* _Your goal_
Give every line below again, exactly.

○ ○ ○

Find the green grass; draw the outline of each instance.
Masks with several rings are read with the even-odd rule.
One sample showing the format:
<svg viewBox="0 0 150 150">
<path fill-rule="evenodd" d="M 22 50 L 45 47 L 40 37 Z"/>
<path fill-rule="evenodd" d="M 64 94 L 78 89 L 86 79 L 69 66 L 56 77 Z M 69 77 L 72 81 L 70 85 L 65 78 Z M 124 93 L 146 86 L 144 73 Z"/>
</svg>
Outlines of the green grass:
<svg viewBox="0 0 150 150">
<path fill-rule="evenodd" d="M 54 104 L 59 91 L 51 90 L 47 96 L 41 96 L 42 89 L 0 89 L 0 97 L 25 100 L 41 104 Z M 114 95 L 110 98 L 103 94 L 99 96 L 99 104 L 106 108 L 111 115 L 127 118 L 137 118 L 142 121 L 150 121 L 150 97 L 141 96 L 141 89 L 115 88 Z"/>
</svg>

○ ○ ○

* _Solved exercise_
Find the green grass; draw the outline of each instance.
Masks with several rings are read with the even-odd rule.
One sample showing the format:
<svg viewBox="0 0 150 150">
<path fill-rule="evenodd" d="M 22 50 L 45 47 L 40 37 Z"/>
<path fill-rule="evenodd" d="M 64 94 L 78 89 L 86 79 L 69 66 L 56 77 Z M 69 77 L 72 81 L 70 85 L 65 78 Z M 124 93 L 146 86 L 144 73 Z"/>
</svg>
Outlines of the green grass:
<svg viewBox="0 0 150 150">
<path fill-rule="evenodd" d="M 54 104 L 59 91 L 51 90 L 47 96 L 41 96 L 42 89 L 0 89 L 0 97 L 25 100 L 41 104 Z M 114 95 L 110 98 L 103 94 L 99 96 L 99 104 L 106 108 L 111 115 L 127 118 L 137 118 L 142 121 L 150 121 L 150 97 L 141 96 L 141 89 L 115 88 Z"/>
</svg>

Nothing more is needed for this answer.